**Excerpt:**
══════════

After lunch, students were given the opportunity to interview mentors about their education and career paths. Small groups of students rotated between each mentor, asking great questions about the steps they had taken to get to where they are in their careers. SLEWS is a great way for students to gain hands-on restoration experience, but it also provides exposure to professionals in the fields of agriculture, restoration, and environmental science.

To wrap up our SLEWS project at Winters Putah Creek Nature Park Extension, students wrote a Thank You card to someone who made their SLEWS experience possible – perhaps a mentor, funder, restoration partner, or their teacher, Ms. Roberts. At closing circle, we reflected on our favorite moments of our three days together – for many of us, it was exploring Putah Creek and seeing the spawning salmon!

I am thrilled to have completed three field days with the stellar, hardworking students of Winters High and our project partners, Yolo County Resource Conservation District and Putah Creek Council. Because these students are Winters locals, they will be able to return to this site many times in years to come – one student remarked that “it’ll be so cool to see how this place changes once the trees grow!” and I must say, I completely agree!

══════════

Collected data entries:
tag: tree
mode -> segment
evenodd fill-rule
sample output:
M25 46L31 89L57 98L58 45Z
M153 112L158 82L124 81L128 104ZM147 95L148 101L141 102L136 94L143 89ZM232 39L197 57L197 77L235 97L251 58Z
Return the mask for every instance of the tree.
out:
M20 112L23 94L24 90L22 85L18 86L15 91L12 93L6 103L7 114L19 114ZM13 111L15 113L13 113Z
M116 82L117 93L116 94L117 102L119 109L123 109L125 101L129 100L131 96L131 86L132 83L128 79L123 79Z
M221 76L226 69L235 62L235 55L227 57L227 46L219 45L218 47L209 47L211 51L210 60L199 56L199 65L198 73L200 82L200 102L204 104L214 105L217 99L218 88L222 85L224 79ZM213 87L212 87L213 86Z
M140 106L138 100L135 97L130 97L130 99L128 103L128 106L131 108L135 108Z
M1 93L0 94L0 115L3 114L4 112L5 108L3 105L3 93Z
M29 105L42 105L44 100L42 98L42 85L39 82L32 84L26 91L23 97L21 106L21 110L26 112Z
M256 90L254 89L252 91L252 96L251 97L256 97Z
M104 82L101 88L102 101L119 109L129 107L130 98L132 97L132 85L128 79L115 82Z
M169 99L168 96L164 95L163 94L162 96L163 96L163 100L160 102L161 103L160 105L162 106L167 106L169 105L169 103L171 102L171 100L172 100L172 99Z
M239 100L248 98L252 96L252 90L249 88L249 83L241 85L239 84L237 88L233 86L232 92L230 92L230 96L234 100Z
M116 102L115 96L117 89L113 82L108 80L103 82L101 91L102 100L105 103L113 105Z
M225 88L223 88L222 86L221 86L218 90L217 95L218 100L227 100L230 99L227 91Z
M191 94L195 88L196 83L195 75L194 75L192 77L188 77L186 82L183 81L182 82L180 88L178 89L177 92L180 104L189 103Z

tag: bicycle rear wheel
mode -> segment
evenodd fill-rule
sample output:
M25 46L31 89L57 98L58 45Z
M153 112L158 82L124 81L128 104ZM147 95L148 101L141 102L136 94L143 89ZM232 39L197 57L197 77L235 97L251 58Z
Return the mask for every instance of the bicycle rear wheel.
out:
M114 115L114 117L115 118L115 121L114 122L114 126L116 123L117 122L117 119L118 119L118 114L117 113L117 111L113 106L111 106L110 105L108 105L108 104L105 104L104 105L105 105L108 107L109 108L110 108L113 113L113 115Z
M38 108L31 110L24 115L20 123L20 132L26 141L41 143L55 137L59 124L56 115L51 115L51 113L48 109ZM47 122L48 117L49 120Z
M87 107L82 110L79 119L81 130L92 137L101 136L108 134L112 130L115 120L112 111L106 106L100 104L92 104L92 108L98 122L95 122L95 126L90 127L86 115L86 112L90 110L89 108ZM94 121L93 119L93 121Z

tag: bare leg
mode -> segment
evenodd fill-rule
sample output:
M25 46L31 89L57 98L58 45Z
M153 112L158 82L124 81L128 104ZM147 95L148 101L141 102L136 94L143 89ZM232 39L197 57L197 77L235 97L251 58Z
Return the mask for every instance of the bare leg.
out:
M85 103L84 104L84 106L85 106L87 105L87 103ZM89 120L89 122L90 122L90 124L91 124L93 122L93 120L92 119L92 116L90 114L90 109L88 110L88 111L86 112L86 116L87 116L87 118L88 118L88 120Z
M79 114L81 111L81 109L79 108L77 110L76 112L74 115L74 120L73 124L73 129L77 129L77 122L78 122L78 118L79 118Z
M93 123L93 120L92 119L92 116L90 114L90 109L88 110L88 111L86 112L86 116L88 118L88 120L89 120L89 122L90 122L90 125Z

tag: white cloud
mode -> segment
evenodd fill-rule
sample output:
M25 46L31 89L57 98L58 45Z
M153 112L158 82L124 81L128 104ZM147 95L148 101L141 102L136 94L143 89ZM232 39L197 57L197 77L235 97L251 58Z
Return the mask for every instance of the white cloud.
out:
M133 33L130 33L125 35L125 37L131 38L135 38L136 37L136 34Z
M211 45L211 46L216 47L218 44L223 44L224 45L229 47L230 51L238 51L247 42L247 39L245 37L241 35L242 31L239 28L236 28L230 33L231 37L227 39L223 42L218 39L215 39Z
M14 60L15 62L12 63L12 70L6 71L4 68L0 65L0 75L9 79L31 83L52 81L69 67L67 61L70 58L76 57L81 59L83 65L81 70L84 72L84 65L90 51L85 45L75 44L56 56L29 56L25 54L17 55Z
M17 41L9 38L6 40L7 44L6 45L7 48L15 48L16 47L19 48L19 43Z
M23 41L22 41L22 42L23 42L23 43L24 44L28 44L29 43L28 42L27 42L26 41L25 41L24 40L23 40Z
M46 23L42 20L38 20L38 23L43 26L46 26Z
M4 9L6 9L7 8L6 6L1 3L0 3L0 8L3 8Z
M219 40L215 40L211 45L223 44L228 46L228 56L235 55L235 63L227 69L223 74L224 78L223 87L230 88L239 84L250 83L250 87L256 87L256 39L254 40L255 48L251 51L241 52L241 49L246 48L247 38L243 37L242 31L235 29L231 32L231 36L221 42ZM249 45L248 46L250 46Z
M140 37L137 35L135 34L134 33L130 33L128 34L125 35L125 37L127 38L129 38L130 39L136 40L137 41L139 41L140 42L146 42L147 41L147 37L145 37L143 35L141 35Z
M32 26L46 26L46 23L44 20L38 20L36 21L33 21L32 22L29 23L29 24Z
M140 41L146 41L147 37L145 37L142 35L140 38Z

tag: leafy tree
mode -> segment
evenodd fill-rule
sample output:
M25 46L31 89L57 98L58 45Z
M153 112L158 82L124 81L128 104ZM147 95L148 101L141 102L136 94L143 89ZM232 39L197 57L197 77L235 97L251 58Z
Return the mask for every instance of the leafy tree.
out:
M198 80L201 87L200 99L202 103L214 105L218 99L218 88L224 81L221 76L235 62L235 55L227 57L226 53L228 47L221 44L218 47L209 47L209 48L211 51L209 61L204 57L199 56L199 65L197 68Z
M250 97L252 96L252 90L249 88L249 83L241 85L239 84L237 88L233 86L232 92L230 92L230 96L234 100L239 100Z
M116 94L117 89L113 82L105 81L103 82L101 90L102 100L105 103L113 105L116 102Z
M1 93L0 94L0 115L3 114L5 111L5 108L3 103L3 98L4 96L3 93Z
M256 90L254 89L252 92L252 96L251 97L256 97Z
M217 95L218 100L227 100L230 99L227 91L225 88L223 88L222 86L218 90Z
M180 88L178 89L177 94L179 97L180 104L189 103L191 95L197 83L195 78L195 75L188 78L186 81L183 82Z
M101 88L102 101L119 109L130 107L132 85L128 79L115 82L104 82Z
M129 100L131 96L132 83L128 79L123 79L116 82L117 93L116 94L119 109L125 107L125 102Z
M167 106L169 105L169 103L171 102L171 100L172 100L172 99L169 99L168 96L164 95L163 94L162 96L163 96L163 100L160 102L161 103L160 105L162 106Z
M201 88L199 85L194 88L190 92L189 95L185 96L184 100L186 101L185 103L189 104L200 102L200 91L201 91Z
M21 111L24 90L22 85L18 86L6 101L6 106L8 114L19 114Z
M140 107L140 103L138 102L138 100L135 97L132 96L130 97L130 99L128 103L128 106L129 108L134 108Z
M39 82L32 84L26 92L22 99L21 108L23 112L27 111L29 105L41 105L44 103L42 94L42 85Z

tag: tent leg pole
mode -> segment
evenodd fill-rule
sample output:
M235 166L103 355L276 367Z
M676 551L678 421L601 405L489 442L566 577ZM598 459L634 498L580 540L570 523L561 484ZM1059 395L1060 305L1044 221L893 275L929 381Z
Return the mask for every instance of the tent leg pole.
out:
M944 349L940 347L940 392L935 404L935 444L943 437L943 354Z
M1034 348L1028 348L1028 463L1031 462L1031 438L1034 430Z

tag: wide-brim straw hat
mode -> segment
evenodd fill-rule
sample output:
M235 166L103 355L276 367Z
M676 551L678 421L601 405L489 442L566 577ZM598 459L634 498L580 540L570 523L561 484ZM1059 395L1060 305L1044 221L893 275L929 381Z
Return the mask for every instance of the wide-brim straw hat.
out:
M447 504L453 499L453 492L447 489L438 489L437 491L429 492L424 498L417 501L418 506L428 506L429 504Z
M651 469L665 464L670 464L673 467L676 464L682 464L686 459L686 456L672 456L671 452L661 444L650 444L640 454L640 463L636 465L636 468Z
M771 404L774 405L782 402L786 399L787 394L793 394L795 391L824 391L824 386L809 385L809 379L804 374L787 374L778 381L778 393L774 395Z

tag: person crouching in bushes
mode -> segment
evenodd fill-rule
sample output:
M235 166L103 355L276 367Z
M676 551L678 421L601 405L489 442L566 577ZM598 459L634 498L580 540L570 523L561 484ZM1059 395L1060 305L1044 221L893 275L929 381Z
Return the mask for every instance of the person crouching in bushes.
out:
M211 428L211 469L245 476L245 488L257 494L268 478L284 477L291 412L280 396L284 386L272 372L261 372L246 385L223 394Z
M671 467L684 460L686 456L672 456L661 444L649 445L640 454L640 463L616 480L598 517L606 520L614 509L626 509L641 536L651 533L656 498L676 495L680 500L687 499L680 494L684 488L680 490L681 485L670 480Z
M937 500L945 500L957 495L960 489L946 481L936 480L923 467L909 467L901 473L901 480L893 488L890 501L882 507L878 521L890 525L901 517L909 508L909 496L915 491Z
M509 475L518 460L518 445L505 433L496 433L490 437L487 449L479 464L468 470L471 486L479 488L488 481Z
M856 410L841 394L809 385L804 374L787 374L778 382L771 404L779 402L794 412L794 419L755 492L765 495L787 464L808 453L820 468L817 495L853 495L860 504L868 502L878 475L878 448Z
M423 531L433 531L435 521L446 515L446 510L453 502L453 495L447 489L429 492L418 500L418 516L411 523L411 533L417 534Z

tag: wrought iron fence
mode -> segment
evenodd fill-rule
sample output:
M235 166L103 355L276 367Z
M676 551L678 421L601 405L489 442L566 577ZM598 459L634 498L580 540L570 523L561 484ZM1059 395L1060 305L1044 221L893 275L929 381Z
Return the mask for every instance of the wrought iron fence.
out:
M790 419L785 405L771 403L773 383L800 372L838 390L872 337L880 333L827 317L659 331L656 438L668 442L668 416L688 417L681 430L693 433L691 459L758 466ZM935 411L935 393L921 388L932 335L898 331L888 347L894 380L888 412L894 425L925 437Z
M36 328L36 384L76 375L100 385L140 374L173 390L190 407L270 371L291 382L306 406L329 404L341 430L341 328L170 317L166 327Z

══════════

**Exercise description:** Return the full SLEWS field days text above, word for word.

**Exercise solution:**
After lunch, students were given the opportunity to interview mentors about their education and career paths. Small groups of students rotated between each mentor, asking great questions about the steps they had taken to get to where they are in their careers. SLEWS is a great way for students to gain hands-on restoration experience, but it also provides exposure to professionals in the fields of agriculture, restoration, and environmental science.

To wrap up our SLEWS project at Winters Putah Creek Nature Park Extension, students wrote a Thank You card to someone who made their SLEWS experience possible – perhaps a mentor, funder, restoration partner, or their teacher, Ms. Roberts. At closing circle, we reflected on our favorite moments of our three days together – for many of us, it was exploring Putah Creek and seeing the spawning salmon!

I am thrilled to have completed three field days with the stellar, hardworking students of Winters High and our project partners, Yolo County Resource Conservation District and Putah Creek Council. Because these students are Winters locals, they will be able to return to this site many times in years to come – one student remarked that “it’ll be so cool to see how this place changes once the trees grow!” and I must say, I completely agree!